(AVAILABLE RECORDS Opens)

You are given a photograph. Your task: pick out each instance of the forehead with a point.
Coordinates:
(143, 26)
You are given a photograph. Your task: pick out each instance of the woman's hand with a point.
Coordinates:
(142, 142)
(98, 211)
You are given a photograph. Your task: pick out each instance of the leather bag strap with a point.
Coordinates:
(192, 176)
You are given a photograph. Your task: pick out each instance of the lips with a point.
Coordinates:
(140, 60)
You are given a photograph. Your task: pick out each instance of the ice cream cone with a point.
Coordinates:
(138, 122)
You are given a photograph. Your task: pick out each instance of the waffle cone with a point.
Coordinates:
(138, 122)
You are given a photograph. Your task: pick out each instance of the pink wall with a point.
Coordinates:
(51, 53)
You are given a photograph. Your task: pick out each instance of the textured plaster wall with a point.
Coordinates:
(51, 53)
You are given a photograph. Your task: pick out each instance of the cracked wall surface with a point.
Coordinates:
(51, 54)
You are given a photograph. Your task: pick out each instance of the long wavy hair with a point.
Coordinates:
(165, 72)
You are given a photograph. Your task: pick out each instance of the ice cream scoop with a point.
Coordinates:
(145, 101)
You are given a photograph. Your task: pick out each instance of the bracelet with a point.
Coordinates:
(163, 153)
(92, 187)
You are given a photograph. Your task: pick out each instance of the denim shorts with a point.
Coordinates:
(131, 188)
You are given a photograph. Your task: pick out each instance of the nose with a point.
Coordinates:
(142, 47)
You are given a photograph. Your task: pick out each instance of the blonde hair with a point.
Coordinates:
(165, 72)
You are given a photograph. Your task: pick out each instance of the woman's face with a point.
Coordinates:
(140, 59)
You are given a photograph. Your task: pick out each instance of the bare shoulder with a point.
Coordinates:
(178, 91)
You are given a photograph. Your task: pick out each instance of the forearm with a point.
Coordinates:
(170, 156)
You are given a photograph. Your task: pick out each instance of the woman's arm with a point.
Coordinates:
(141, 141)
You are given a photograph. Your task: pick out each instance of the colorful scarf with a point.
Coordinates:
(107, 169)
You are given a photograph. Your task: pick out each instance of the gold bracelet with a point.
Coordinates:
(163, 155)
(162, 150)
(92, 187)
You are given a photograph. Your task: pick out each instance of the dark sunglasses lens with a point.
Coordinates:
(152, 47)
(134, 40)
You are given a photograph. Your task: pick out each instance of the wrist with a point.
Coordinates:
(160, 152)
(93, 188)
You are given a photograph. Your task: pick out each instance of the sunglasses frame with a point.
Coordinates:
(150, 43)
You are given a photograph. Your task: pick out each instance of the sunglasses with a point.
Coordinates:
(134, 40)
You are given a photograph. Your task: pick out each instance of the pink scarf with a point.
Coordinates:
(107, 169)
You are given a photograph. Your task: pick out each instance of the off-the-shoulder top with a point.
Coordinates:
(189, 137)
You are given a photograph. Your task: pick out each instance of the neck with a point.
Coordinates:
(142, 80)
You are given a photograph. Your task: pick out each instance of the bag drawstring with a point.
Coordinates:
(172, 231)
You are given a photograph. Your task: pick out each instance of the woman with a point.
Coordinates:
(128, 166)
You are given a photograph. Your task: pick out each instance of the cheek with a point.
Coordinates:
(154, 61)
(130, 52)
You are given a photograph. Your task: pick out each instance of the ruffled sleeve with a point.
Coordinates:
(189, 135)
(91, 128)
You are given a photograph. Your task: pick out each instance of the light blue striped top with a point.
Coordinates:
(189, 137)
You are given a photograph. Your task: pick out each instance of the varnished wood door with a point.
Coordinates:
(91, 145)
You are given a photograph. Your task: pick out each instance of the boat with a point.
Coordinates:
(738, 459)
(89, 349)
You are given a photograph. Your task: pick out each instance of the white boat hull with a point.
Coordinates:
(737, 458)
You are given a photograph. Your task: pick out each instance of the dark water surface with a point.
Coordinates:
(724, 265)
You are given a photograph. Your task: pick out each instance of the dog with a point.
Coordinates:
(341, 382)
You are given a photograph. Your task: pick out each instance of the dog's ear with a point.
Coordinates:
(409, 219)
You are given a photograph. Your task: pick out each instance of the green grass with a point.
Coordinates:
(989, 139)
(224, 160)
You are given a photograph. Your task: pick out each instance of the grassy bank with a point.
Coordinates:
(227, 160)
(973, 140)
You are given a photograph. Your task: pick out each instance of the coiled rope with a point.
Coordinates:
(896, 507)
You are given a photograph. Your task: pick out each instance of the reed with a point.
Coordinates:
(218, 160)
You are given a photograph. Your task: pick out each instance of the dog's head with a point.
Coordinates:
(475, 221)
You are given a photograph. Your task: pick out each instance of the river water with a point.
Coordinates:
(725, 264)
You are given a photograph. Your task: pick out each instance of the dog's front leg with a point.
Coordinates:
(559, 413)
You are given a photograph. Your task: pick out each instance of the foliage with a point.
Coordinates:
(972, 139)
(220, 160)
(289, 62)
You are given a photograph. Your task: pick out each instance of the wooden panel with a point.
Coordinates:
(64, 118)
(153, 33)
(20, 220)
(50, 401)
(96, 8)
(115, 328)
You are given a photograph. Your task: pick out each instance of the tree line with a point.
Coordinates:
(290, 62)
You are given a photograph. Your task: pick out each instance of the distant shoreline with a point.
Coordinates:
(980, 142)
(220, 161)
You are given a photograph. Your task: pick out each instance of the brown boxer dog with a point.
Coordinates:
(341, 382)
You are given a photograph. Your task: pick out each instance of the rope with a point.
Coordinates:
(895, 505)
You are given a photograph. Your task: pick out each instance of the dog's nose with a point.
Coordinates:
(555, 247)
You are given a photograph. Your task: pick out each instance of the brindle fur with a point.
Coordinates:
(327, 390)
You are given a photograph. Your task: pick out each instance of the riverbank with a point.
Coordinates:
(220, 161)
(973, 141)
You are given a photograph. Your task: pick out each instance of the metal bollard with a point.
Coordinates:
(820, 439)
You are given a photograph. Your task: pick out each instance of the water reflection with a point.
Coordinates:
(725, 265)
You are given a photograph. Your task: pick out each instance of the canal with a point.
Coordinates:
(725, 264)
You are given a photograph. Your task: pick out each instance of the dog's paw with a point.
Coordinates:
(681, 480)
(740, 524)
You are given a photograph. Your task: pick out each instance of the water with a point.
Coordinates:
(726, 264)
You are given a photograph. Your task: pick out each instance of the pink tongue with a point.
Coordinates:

(AVAILABLE RECORDS Closes)

### TASK DIRECTIONS:
Report only the number of lines above that contain "surface".

### ANSWER BOX:
2